*** Opening Records to process ***

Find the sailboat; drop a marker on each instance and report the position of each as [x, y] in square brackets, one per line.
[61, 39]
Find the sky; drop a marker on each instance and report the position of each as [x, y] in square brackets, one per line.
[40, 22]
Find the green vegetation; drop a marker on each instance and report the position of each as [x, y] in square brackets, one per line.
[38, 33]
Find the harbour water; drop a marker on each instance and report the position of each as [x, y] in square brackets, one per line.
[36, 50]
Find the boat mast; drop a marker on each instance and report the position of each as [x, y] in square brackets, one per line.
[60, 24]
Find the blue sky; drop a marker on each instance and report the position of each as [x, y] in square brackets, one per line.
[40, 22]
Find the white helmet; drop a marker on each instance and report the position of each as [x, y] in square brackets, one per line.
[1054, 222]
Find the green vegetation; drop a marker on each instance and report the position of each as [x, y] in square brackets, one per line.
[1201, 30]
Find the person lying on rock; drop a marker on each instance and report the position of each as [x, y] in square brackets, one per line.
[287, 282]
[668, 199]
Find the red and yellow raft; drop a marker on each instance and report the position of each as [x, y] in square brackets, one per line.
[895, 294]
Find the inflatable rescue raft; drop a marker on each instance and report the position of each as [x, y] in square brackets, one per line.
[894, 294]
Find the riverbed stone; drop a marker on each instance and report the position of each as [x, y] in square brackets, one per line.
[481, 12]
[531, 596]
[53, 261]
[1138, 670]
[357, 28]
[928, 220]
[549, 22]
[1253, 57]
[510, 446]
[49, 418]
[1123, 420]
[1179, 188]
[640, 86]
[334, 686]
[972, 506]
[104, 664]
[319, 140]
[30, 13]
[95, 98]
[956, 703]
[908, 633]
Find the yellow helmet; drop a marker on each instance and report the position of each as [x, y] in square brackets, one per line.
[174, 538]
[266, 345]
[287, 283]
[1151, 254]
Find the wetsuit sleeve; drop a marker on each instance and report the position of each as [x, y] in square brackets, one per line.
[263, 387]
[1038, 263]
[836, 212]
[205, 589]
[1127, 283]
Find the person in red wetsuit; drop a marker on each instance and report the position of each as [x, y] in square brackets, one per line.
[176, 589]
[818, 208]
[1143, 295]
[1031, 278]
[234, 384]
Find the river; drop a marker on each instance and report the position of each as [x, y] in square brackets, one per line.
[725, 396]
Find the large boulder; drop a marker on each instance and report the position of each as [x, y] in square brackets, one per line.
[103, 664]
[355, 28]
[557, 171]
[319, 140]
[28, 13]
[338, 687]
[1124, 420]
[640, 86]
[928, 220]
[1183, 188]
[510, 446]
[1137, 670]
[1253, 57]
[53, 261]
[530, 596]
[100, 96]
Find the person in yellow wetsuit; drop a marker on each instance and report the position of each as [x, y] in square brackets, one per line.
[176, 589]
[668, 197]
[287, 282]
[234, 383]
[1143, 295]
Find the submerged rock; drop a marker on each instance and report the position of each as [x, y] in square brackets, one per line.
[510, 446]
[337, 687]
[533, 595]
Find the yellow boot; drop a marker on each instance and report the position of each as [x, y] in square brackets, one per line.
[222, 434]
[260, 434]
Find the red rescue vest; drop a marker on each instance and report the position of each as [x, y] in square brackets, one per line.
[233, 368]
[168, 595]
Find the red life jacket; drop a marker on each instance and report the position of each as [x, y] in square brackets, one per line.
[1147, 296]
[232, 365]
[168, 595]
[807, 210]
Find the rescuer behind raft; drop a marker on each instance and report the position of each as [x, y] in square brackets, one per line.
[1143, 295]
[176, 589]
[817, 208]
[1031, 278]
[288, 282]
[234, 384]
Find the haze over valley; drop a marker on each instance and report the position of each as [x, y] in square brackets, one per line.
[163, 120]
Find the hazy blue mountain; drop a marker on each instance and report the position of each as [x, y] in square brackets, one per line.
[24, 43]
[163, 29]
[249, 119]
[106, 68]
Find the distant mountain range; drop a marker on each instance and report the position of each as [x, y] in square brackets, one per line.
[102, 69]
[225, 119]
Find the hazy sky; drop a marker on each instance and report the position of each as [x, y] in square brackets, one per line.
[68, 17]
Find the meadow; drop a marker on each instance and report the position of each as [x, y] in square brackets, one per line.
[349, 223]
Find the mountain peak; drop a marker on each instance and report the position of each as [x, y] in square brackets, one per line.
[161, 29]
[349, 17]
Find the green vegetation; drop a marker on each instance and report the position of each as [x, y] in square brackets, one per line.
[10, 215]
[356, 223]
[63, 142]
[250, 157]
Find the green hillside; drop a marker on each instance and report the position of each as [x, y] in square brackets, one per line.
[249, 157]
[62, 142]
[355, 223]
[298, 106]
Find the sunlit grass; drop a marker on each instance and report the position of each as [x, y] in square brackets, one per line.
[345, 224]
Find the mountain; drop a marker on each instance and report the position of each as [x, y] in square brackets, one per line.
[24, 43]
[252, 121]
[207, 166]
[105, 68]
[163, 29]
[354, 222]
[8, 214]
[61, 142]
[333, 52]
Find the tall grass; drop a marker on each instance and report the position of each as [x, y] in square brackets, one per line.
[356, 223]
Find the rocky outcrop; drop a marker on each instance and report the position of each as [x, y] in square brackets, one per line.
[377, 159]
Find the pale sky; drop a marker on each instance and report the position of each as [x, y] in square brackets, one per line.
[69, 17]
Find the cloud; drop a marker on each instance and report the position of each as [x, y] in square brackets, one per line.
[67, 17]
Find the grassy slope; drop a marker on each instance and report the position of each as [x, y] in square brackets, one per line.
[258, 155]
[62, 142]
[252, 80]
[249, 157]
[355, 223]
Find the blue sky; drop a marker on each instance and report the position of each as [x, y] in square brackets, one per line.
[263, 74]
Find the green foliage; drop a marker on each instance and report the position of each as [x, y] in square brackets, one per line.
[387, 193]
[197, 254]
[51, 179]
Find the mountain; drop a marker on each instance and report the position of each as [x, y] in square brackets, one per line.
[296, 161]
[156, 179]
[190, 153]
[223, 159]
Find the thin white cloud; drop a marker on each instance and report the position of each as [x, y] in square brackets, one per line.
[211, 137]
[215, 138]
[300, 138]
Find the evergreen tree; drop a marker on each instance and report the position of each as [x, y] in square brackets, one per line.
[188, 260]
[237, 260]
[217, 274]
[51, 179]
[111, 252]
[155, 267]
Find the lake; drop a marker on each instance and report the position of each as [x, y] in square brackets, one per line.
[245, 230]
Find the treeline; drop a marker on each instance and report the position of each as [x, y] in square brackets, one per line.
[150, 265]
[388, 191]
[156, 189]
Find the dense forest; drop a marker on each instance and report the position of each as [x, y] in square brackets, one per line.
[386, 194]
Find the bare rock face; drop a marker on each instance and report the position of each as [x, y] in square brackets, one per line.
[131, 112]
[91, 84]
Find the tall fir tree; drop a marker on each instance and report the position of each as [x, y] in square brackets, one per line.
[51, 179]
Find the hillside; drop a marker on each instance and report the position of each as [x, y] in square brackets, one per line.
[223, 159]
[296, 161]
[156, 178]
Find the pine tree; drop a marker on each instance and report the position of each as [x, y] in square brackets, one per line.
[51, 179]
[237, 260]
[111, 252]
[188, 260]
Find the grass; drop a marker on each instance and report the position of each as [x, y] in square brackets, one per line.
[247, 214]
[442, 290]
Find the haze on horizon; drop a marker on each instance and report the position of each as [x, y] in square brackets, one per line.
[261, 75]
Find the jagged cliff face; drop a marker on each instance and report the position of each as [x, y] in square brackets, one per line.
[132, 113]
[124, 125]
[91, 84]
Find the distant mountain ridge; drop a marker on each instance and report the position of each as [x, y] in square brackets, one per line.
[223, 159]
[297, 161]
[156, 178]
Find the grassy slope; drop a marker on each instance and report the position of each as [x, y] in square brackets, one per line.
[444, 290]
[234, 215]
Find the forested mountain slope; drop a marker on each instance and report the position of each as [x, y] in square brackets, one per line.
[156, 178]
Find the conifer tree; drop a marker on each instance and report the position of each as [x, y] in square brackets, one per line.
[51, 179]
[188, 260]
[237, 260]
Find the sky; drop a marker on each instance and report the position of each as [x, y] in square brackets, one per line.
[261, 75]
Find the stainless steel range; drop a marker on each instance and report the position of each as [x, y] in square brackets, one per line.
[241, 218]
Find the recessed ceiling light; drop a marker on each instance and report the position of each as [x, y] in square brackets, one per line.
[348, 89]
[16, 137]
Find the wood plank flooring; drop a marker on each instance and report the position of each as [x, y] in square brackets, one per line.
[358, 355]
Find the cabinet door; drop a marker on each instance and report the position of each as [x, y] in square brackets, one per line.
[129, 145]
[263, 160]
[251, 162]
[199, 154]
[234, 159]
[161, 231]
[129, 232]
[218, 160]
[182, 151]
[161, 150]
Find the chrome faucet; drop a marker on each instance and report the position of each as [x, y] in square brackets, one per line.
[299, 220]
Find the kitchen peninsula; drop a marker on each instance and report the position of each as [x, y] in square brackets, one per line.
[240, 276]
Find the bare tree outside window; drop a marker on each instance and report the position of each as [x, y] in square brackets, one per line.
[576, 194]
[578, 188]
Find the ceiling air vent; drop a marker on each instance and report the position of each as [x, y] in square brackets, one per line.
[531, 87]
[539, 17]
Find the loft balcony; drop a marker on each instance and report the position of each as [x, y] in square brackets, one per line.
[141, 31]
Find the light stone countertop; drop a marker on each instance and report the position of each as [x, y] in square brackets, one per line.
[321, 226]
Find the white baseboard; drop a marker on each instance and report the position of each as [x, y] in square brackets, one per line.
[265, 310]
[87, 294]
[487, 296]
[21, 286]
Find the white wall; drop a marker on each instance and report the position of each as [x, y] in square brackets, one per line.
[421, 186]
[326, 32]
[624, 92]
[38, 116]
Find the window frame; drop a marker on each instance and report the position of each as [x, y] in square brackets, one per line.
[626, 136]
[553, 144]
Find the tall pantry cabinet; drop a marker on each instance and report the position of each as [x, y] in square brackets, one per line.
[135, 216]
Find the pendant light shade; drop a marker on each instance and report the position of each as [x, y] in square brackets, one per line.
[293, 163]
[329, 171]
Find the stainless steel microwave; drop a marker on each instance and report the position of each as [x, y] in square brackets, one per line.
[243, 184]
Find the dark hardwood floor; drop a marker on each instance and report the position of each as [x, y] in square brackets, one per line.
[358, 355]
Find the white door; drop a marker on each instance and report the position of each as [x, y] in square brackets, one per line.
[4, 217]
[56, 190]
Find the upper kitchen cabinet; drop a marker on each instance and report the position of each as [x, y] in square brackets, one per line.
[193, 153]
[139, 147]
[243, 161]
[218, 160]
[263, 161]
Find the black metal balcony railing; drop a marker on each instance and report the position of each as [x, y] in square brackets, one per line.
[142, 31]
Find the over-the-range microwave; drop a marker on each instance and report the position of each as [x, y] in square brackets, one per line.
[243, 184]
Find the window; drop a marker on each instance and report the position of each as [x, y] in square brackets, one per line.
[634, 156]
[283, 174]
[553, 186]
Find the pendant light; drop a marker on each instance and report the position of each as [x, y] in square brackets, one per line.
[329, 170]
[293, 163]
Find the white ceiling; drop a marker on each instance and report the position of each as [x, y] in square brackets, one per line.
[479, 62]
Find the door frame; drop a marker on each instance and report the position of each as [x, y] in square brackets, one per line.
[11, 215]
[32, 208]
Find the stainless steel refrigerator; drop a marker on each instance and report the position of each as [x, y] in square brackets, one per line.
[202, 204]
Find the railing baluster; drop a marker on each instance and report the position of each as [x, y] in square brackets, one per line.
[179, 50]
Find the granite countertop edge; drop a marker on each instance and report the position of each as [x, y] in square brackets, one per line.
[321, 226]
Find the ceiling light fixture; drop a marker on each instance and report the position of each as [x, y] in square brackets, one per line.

*** Closing Records to process ***

■ **The task**
Exactly the lines from the one that holds "Find the white ceiling;" through the final line of the records above should be written out, and only those.

■ **Result of this exercise**
Find the white ceiling; drop a marker on each instance and report the position of each as [x, y] in square brackets, one per line.
[479, 62]
Find the door frame; drop a marker on each instance and report the position of each as [x, y] in square brackets, one per line.
[11, 215]
[32, 208]
Find the stainless steel refrigerator; drop a marker on each instance and report the position of each as [x, y] in square brackets, one per line.
[202, 204]
Find the railing baluster; drop a marker on each instance and report the position of each as [x, y] in square brackets, one per line.
[179, 50]
Find the granite countertop edge; drop a marker on each instance and report the position of each as [x, y] in square brackets, one per line.
[321, 226]
Find the ceiling light fixture; drop a marker on each instance and report the position of each as [x, y] in square brackets, one per line.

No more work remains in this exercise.